> TEXT SEGMENT
◆ ◆ ◆ ◆ ◆

Hi,

I came across this problem and thought I'd run it by the list so that perhaps 
someone can explain to me what is going on

Given a script with the following hash definition

#!/usr/bin/perl

use warnings;
use strict;

my %sib_master_hoa  = (
        XXXX            => [ 'XXXX <type>' ] ,
        XXXX_ERSALL     => [ 'XXXX <type>', 'ERS CRCODOSS <type>', 'ERS ENVDOSS 
<type>', 'ERS ENVVAL <type>' ],
        XXXX_ERSOTHERS  => [ 'XXXX <type>', 'ERS CRCODOSS <type>', 'ERS ENVVAL 
<type>' ],
);

sub AddGroup {
    my ($sib_user, $sib_profile, $sib_sibprofx) = @_;
    #
    for my $profile ( @{ $sib_master_hoa{$sib_profile}  } ) {
        $profile =~ s/<type>/$sib_sibprofx/g;
        print  "-A $sib_user -g $profile\n";
    }

}                                                                               
                                 #
#  Main             MAIN                                                        
                                   #

AddGroup("jerry","XXXX","ONE");
AddGroup("laurence","XXXX","TWO");
AddGroup("ralf","XXXX_ERSALL","ONE");
AddGroup("randal","XXXX_ERSALL","TWO")

◆ ◆ ◆ ◆ ◆

> ENTRIES SHOWN
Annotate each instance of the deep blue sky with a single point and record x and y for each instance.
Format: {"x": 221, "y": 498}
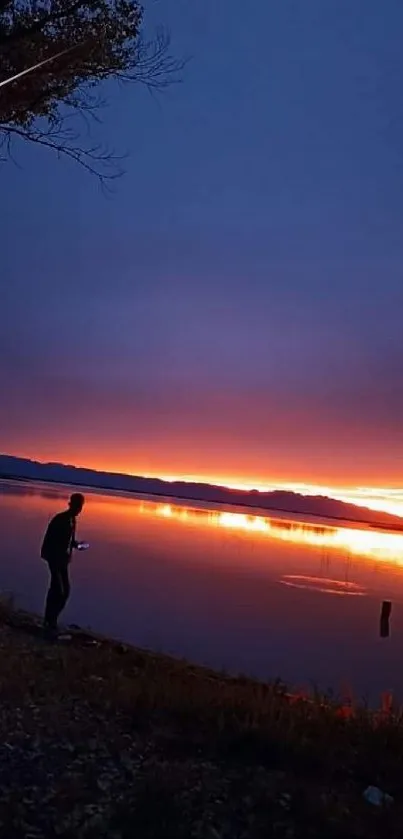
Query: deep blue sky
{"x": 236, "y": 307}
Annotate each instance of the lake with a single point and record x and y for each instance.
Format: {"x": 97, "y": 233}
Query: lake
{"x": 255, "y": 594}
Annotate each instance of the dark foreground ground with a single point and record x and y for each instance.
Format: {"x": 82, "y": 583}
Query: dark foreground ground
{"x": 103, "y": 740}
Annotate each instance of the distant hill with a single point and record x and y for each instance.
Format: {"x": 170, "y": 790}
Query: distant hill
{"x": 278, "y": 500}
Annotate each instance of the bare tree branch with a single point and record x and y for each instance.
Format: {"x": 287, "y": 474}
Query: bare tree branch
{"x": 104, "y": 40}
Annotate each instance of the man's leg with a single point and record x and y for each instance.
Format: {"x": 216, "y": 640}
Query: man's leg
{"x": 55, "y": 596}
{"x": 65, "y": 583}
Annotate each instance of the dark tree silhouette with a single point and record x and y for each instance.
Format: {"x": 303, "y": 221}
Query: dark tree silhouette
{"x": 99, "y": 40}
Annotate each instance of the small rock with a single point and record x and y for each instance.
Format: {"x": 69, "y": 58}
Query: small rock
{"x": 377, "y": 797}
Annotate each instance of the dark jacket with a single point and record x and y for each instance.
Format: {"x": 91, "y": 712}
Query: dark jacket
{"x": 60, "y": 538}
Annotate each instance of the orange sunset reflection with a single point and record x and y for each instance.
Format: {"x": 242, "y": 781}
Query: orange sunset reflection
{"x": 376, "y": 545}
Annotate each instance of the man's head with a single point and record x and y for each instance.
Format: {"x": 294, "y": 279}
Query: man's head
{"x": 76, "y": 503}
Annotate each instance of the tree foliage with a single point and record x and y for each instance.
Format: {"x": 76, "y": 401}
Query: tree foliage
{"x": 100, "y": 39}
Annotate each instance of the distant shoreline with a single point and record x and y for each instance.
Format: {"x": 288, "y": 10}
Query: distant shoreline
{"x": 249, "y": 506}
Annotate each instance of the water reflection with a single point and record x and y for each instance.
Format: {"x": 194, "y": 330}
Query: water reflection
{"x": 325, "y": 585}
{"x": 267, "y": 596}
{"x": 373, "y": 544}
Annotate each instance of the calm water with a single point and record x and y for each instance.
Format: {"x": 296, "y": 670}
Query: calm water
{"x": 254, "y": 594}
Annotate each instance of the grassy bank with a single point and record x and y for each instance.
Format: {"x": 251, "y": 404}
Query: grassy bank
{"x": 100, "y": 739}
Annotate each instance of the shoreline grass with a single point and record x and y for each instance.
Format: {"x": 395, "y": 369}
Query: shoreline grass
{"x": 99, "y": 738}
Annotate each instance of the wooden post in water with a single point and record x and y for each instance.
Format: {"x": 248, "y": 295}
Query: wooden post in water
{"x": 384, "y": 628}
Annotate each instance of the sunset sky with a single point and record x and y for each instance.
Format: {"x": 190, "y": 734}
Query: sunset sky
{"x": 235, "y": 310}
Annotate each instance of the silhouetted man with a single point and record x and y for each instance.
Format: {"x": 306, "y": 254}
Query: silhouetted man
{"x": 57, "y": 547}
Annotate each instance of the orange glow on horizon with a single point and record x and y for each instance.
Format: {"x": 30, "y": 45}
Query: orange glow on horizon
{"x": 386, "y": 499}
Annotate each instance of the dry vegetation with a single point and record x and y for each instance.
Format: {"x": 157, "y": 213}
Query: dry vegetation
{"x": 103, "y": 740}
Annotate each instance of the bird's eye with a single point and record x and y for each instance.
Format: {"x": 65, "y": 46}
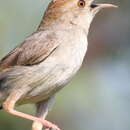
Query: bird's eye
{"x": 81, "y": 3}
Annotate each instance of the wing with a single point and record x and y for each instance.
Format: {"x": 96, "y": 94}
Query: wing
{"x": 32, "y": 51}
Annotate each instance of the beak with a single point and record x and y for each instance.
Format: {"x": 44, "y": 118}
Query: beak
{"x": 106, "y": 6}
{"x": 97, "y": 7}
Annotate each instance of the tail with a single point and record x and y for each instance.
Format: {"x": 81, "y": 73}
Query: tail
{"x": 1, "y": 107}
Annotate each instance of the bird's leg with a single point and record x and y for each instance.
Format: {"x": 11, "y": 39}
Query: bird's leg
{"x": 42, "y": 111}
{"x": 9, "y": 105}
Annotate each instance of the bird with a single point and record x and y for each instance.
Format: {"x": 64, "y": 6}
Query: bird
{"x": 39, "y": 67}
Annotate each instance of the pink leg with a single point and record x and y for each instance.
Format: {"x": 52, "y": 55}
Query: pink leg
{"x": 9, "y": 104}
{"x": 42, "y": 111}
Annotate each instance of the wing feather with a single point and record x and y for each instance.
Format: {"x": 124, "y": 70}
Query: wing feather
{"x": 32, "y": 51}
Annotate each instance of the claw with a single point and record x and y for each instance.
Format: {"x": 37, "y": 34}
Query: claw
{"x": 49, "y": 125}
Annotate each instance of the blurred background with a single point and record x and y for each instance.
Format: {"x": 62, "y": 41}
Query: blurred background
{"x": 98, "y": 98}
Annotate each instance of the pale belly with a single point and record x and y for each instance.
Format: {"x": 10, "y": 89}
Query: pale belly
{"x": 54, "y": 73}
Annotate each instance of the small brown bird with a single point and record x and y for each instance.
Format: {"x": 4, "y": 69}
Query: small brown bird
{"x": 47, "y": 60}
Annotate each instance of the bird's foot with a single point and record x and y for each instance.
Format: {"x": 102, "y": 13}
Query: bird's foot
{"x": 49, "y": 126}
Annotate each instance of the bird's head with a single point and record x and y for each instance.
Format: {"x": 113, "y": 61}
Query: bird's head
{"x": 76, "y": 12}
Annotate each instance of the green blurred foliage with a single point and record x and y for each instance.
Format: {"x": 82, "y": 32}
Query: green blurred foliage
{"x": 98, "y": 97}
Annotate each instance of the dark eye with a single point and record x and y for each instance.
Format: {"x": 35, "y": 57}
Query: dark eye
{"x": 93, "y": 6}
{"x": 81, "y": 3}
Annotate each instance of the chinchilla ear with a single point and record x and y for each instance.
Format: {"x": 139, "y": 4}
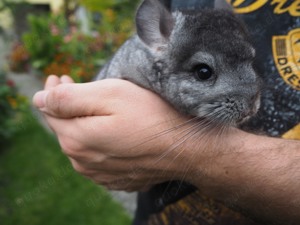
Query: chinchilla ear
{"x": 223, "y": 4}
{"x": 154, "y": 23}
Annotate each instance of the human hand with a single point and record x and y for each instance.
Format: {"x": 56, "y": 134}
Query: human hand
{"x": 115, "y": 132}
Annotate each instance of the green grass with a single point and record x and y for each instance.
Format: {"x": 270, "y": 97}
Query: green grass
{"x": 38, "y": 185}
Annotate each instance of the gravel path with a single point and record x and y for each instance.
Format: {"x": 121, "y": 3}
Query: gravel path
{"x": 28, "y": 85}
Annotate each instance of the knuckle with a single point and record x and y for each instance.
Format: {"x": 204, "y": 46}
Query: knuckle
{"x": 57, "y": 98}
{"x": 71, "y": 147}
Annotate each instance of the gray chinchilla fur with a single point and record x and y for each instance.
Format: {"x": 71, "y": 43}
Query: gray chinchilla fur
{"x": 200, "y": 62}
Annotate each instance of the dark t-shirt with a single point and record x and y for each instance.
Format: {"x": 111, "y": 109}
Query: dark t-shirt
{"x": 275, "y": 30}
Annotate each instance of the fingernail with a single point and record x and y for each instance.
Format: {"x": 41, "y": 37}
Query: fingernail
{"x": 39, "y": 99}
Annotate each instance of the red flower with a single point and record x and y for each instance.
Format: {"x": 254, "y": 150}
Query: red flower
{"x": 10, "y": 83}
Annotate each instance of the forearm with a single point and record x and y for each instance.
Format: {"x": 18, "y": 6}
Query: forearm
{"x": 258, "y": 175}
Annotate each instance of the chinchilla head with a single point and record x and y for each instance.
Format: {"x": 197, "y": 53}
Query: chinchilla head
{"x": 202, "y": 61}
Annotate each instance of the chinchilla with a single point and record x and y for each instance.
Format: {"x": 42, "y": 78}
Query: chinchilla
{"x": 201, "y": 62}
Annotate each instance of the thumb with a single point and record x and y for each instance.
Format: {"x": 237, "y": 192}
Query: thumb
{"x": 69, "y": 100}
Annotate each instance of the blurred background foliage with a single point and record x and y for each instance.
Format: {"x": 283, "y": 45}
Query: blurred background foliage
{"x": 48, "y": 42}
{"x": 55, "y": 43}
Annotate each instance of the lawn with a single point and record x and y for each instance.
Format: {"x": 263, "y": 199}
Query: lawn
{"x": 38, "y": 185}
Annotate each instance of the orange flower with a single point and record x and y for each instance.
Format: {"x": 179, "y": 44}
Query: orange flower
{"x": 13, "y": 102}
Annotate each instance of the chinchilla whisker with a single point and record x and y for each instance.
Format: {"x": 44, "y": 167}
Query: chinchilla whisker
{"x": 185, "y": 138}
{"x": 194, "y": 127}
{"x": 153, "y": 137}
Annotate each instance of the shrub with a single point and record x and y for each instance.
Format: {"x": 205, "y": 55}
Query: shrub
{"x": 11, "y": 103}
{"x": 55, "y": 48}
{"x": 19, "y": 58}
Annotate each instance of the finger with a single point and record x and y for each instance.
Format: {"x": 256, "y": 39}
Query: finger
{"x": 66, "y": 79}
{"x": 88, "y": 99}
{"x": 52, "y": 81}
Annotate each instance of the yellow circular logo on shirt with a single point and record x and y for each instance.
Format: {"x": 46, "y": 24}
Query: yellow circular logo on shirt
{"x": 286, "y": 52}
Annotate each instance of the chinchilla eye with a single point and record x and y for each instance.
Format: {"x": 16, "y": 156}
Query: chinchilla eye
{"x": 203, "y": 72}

◆ ◆ ◆ ◆ ◆

> YOUR INSTRUCTIONS
Resume the Perl mailing-list post from the point where it stops, keeping its voice and format.

> RESULT
#EOF

The output I get is:

-A jerry -g XXXX ONE
-A laurence -g XXXX ONE
-A ralf -g XXXX ONE
-A ralf -g ERS CRCODOSS ONE
-A ralf -g ERS ENVDOSS ONE
-A ralf -g ERS ENVVAL ONE
-A randal -g XXXX ONE
-A randal -g ERS CRCODOSS ONE
-A randal -g ERS ENVDOSS ONE
-A randal -g ERS ENVVAL ONE

The values in the array in the hash are being changed but not by me ?

I've run this on  perl, v5.8.0 built for PA-RISC1.1-thread-multi and  perl, 
v5.6.1 built for x86_64-linux with the
same result.

If I define the hash inside the function I don't get the problem but I'm still 
confused about what is going on. I've
never seen anywhere yet that I can't define this kind of hash globally. This of 
course does not mean no one has said
it.

Thanks in advance for any ideas.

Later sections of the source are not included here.